PROBLEM DESCRIPTION —
Put each of the items below into a two-column CSV with the columns "item_text" and "answer", one row per item. Quote every field, and replace any line breaks within a field with spaces.

MATERIAL FOR THE TASK —
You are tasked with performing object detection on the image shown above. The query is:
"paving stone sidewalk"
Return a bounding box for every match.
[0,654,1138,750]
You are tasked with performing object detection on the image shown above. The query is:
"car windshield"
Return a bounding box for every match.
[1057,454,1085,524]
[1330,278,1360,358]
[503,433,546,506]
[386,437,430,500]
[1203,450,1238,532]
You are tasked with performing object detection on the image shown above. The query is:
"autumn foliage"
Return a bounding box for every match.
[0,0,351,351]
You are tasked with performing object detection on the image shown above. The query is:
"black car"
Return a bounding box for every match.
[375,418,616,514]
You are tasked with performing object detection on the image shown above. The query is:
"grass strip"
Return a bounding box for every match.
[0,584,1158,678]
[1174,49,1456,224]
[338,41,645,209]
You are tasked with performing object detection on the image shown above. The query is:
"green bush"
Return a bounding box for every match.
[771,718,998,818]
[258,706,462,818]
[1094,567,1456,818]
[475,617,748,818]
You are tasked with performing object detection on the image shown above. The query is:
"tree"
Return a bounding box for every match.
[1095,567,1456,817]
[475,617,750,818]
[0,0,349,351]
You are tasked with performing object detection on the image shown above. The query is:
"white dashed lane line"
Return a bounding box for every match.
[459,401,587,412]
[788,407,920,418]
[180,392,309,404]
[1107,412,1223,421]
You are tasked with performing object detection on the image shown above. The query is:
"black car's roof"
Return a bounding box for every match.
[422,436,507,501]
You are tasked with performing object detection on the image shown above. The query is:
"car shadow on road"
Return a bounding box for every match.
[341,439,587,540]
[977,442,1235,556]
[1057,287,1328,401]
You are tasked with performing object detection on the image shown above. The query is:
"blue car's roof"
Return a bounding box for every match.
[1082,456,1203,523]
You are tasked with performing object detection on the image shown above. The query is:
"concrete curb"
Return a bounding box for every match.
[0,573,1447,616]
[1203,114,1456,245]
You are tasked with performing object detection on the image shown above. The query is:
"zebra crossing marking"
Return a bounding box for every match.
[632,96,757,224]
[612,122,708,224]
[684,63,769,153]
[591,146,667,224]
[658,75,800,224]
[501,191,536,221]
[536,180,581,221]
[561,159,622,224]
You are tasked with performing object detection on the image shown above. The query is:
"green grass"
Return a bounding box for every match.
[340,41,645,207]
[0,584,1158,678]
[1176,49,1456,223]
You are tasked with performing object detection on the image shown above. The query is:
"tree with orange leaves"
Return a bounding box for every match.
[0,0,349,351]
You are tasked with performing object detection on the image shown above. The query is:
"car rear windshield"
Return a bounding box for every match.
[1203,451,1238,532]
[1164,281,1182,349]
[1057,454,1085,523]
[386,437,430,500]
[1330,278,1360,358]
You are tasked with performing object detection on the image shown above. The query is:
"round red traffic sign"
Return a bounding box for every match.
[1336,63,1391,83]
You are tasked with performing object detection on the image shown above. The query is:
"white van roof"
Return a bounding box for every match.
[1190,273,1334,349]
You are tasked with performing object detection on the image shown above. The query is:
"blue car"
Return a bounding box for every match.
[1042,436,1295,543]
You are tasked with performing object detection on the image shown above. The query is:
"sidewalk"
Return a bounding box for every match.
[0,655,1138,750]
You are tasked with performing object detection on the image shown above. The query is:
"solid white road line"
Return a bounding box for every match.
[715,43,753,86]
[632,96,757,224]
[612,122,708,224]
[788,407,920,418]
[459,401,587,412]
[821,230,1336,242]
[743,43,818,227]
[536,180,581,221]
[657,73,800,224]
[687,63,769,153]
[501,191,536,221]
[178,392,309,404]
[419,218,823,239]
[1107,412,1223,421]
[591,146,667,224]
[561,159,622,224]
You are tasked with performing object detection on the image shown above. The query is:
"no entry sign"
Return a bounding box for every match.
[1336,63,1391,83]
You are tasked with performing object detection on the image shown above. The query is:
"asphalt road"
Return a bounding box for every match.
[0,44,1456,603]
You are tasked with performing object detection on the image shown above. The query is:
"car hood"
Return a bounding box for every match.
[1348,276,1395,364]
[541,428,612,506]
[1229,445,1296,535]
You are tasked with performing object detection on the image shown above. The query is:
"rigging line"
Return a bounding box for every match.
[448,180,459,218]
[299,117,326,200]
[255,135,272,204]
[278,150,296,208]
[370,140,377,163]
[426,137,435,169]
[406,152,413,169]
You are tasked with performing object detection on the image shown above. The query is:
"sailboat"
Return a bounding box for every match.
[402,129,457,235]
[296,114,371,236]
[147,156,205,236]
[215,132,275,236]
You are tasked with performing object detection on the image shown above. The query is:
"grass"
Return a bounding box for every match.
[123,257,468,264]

THE RESPONSE —
item_text,answer
"You are tasked with performing object detection on the image shown above. The query is: ""paving stone sidewalk"" Return a bounding box for every match.","[0,654,1138,750]"
"You are tasked with performing object detection on the image shown above. The query is: ""car windshield"" Return a bounding box for every match.","[1057,454,1085,524] [1330,278,1360,358] [503,433,546,506] [386,437,430,500] [1203,450,1238,532]"
"You are tasked with performing object detection on the image shown above. The query is: ""autumn foliage"" Return a bounding box for every match.","[0,0,351,351]"
"You are tasked with performing object detection on the image shown above. The query is: ""black car"" Return a bounding box for every match.","[375,418,616,514]"
"You are tasked with performing object detection on the image shown above. The query is: ""grass strip"" Return a bounding box for every match.","[0,584,1158,678] [1174,49,1456,224] [338,41,645,209]"
"You are tasked with performing object detection on the image shown above. The query is: ""green bush"" Return a bounding box for every match.","[771,718,998,818] [258,706,462,818] [1094,567,1456,818] [475,617,748,818]"
"You are tasked with performing object detection on the image shown above. The query is: ""tree"" Return a bounding box for every match.","[1095,567,1456,817] [475,617,750,818] [0,0,349,351]"
"You are tasked with performing object detection on the image shown above. The query is: ""white dashed lane line"" Return a bounding box for every match.","[459,401,587,412] [788,407,920,418] [180,392,309,404] [1107,412,1223,421]"
"You are tasked with performing object detection on the image shown above. The query is: ""black car's roof"" Return a bounding box for every match.","[422,436,507,501]"
"You are tasked with performing object detection on the image shown above. The query is: ""car shadow on road"" Return a bounding box for every match.","[341,439,587,540] [977,442,1235,556] [1057,287,1328,401]"
"You are tasked with performing object detection on the image shown above. The query is: ""blue car's roof"" Return a bounding box for every match.","[1082,456,1203,523]"
"You are tasked with performing object detection on the image shown above. The query is: ""concrete curb"" Return a bounding box for every match.","[0,573,1447,616] [1203,114,1456,245]"
"You are tasked with performing object detection on the image shown above. The query is: ""zebra crossing marking"" Return a bounding box for every match.","[632,96,757,224] [612,122,708,224] [684,63,769,153] [591,146,667,224] [658,75,800,224] [501,191,536,221] [536,180,581,221] [561,159,622,224]"
"You are tasked with performing object detection on the image shown above. The query is: ""green grass"" Return a bounding box for every match.","[340,41,645,207] [0,584,1158,678] [1176,49,1456,223]"
"You are tasked with performing object detection on the image shown above. The query is: ""tree with orange leaves"" Return a bounding box for every match.","[0,0,349,351]"
"You are tasked with performing object detection on the image shown above. The query is: ""car rear windshield"" Return a bounding box for every match.","[1203,451,1238,532] [1164,281,1182,349] [1057,454,1085,523] [386,437,430,500] [1330,278,1360,358]"
"You are tasked with performing object detection on the image shown above. The query is: ""round red traffic sign"" Return a bounding box for every match.","[1336,63,1391,83]"
"You are tasked with performing object detection on the image shown above. The query is: ""white van roof"" Return a bounding box for every match.","[1190,273,1334,349]"
"You are tasked with performing object detection on the image shown above. The query is: ""blue car"" Return a bounding box for every match.","[1042,436,1295,543]"
"You are tasked with performing object detection on the image shown above. The query is: ""sidewalk"" Return a bounding box for every match.","[0,655,1138,750]"
"You are tasked with performing object detection on the image shown above. The query is: ""solid white road line"" Return a bounding box for every match.","[715,43,753,86] [632,96,757,224] [612,122,708,224] [788,407,920,418] [459,401,587,412] [821,230,1336,242] [743,43,818,227] [536,180,581,221] [657,73,800,224] [687,63,769,153] [501,191,536,221] [178,392,309,404] [419,218,823,239] [1107,412,1223,421] [591,146,667,224] [561,159,622,224]"
"You are tasked with performing object detection on the image shown above. The query is: ""no entry sign"" Return a bounding box for every match.","[1336,63,1391,83]"
"You are tasked with performing object detection on the image shown above. The query is: ""asphalt road"" Return a bounding box for every match.","[0,44,1456,603]"
"You are tasked with performing object detection on the image shown above. The query is: ""car hood"" Return a bounding box for every match.","[1348,276,1395,364] [541,428,612,506] [1229,445,1296,535]"
"You are tasked with performing object detection on the image shown above. The query is: ""rigging line"" Return a bounding box for every match.","[448,180,459,218] [299,117,326,200] [255,135,272,204] [278,150,296,208] [370,140,377,163] [426,137,435,169] [406,152,413,169]"
"You are tasked with performing object detection on the image shown above. The query is: ""sailboat"" Return a bounding box for every match.","[402,129,457,235] [296,114,371,236] [147,156,205,236] [215,132,275,236]"
"You are tasked with performing object detection on the image shown above. The query is: ""grass"" Return a bounding box for every match.","[123,257,468,264]"